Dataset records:
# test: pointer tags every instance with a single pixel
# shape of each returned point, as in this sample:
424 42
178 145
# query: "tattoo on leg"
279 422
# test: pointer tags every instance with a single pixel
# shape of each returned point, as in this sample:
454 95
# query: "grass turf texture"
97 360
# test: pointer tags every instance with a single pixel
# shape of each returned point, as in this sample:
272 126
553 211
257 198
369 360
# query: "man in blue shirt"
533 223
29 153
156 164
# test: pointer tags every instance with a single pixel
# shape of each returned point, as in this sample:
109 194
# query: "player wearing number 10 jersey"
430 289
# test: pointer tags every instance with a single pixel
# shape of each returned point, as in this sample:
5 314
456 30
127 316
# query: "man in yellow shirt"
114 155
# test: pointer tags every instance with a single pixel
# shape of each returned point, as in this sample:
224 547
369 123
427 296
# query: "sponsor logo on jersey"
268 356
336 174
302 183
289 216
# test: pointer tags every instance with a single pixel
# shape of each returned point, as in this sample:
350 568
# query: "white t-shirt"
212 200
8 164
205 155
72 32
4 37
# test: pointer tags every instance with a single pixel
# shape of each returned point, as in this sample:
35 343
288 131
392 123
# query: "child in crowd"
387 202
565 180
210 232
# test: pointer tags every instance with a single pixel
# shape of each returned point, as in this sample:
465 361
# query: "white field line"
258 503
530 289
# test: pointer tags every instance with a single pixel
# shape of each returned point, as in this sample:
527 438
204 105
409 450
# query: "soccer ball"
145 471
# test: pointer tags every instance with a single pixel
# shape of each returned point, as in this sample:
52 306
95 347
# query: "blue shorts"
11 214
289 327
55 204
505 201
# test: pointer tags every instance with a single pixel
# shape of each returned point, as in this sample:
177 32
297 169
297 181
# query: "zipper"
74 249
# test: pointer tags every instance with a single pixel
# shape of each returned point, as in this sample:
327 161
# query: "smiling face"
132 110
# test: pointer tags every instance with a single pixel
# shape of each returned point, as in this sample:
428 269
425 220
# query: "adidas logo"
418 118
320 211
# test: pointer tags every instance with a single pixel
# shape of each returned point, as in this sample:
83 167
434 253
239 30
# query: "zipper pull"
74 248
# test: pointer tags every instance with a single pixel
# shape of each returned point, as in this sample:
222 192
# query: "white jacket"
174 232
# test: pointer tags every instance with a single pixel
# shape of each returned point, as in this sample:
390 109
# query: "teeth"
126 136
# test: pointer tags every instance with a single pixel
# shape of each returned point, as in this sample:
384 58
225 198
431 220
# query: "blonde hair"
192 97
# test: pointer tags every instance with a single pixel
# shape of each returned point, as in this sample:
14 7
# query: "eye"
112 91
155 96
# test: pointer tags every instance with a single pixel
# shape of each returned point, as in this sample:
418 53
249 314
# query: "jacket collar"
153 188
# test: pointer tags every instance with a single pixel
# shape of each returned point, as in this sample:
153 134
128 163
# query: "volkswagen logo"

WHAT IS EXPECTED
Retype every line above with nothing changed.

COMPLETED TASK
# test: pointer tags every instance with a single pixel
# shape of each returned point, as in this sample:
424 42
178 145
# query: "tattoo on leg"
279 422
# test: pointer tags every instance with a single pixel
# shape of each returned point, as in this sample:
454 95
# query: "grass turf texture"
97 360
# test: pointer tags every instance with a single pixel
# shape of each returned point, as in this sample:
272 126
553 211
257 198
369 360
# query: "man in blue shirt"
533 223
29 153
156 164
# test: pointer tags every instance with a single pixel
# shape of each returned point, as in this sample:
109 194
# query: "player wearing number 10 jersey"
430 289
# test: pointer tags every instance with a single pixel
# shape of each returned point, as in this sample:
5 314
456 30
127 316
# query: "man in yellow shirt"
114 155
# test: pointer tags every instance with a single pixel
# shape of each returned point, as in this sample:
224 547
369 123
427 296
# query: "sponsor logo on jersey"
268 356
336 174
302 183
289 216
# test: pointer tags every instance with a single pixel
# shape of each returned point, as in this sample:
350 568
# query: "white t-shirt"
212 200
8 164
205 155
72 32
4 37
# test: pointer tags every instance with a single pixel
# shape of each returned point, as in this sample:
35 343
288 131
392 123
# query: "child in crowd"
387 202
565 180
210 232
# test: pointer tags every instance with a single pixel
# shape of each returned point, as in this sample:
465 361
# query: "white field line"
258 503
530 289
# test: pointer tags every instance with a single pixel
# shape of each returned point, as in this sample:
527 438
204 105
409 450
# query: "soccer ball"
145 471
# test: pointer tags every instance with a single pixel
# shape of each returned point, as in this sample:
52 306
95 347
# query: "blue shorts"
11 214
289 327
55 204
505 201
# test: pointer tags every instance with a single pixel
# shape of each returned point, as in this sample:
177 32
297 169
297 181
# query: "zipper"
74 249
# test: pointer tags every instance with a single pixel
# shape of each returned point, as in this sample:
327 161
# query: "smiling face"
132 110
# test: pointer tags every instance with a single pixel
# shape of each returned point, as in this sample:
428 269
425 220
# query: "adidas logo"
418 118
320 211
# test: pointer tags every instance with a single pixel
# shape of each returned point, as in this sample:
83 167
434 253
239 30
# query: "zipper pull"
74 248
# test: pointer tags every instance with a single pixel
# shape of each returned point, as in this sample:
222 192
# query: "white jacket"
174 232
# test: pointer tags every instance with a single pixel
# shape of each returned point, as in this sample:
390 109
# query: "teeth"
126 136
# test: pointer tags every instance with a single pixel
# shape of each returned point, as in this sample:
384 58
225 198
431 220
# query: "blonde hair"
192 97
# test: pointer tags every instance with a single pixel
# shape of each returned point, as in this sample:
14 7
# query: "eye"
112 91
155 96
# test: pointer tags every instance with a single pixel
# shape of each returned point, as in this sample:
418 53
249 314
# query: "jacket collar"
153 188
# test: pointer tags every instance with a single pixel
# shape of each returned point, as in this sample:
153 134
128 163
# query: "volkswagen logo"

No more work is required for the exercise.